__Text block__
What Should We Do in Afghanistan?

by Lawrence Wilkerson

I'm a military strategist. What concerns me most about the Obama administration's new approach to Afghanistan is, counter-intuitively it would seem, its focus on al Qa'ida. Much about its approach is worthy of full support and, as indicated by several articles in the 7 April edition of The Washington Post by veteran writers such as Walt Pincus (“Fine Print”, p A21) and David Ignatius (op-ed page, “Listening in Kabul”), is downright excellent. But the focus on al-Qa’ida, for a strategist such as I am, is worrisome. Let me explain.

In a fatwa, Osama bin Laden explained his strategy.

Bin Laden said he would take a scrap of cloth, write upon it "al Qa'ida", affix the cloth to a pole, carry the pole to the middle of the most barren desert on earth, plant the pole in the ground, and there the legions of America would dissipate themselves.

That is precisely what we seem to be doing.

We are over-militarizing this struggle against terrorists who intend harm to America. And the media chatter about the phrase "the Global War on Terror" and whether or not the Obama administration has abandoned it, is unhelpful because it masks this real problem of over-militarization. As with such tendencies of empire in the past, this over-militarization is going to break the bank. At present, America has enough broken banks.

Now, let me do some more due diligence.

Were I in a position to do so, I would advise President Obama and the Congress in words similar to those of Colonel Douglas MacGregor in an article for this April's issue of Armed Forces Journal. The colonel writes: "The most important choice President Obama must make is to reject future, unnecessary, large-scale, overt military interventions in favor of conflict avoidance; a strategy of refusing battle that advances democratic principles through shared prosperity—not unwanted military occupation."

But both theaters—Iraq(looking worse every day, with bombings all across Shiite neighborhoods in Baghdad reported this morning) and Afghanistan—are done deals. We don’t have the option of reversing our decisions. I would, however, caution that in addition to MacGregor’s advice, British Prime Minister Lord Salisbury’s words are very relevant. Salisbury told the House of Commons: "The commonest error in politics is sticking to the carcass of dead policies." As a military professional, I would add that one of the most consistent failures of military leaders throughout history is not knowing when to cut their losses and withdraw. Instead they chose to reinforce strategic or operational failure, thus at the end of the day compounding their disaster.

Given what we confront today in Afghanistan, how do we go forward? We're stuck there; how do we get unstuck without doing too much more damage? Or should we simply cut our losses and withdraw as soon as possible?

I believe we should stay because:

-what we have done in south Asia has been extremely destabilizing for Pakistan, a much more strategic country than Afghanistan;

-we bruised the region severely during and after the Soviet occupation of Afghanistan and then cut and ran leaving Pakistan largely in the lurch and hugely mistrustful of our intentions and our fidelity;

-we and our European friends have today set up the NATO alliance to collapse should it fail in Afghanistan; and

-we have a precarious but important opportunity to bring all of the regional players into a solution for Afghanistan and thus repair some of the damage our past errors have caused and leave an extremely volatile region somewhat less so.

__Supplied data__
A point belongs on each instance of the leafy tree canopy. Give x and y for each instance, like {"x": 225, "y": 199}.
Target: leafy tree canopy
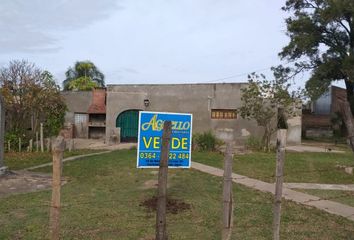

__Work instructions__
In the Afghanistan essay, what does Lord Salisbury call the commonest error in politics? None of the tasks draws on the listing.

__Output of the task__
Sticking to the carcass of dead policies.